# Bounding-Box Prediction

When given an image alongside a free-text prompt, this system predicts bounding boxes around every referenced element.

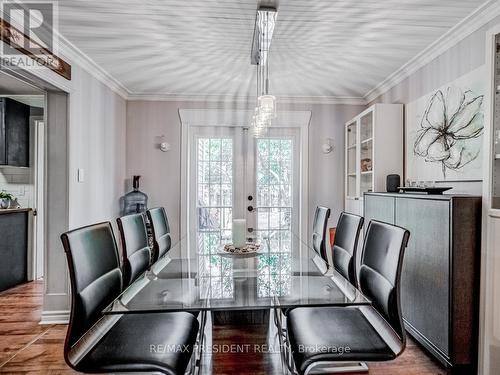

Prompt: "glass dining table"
[103,231,371,374]
[103,232,370,315]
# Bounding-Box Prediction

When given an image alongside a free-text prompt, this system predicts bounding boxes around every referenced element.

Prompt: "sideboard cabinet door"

PROMPT: Give the data again exactly as written, with all pictures left out.

EXERCISE ANSWER:
# Bounding-Box Prediction

When given an image alongside a free-text prompt, this system predicts bounding boxes around every referenced element.


Prompt: "glass dining table"
[103,231,371,374]
[103,232,370,315]
# Bounding-Box Prediction

When given an image alongside a free-text prompt, this system predicts bounding boxes around every referenced element.

Prompt: "sideboard cabinet door"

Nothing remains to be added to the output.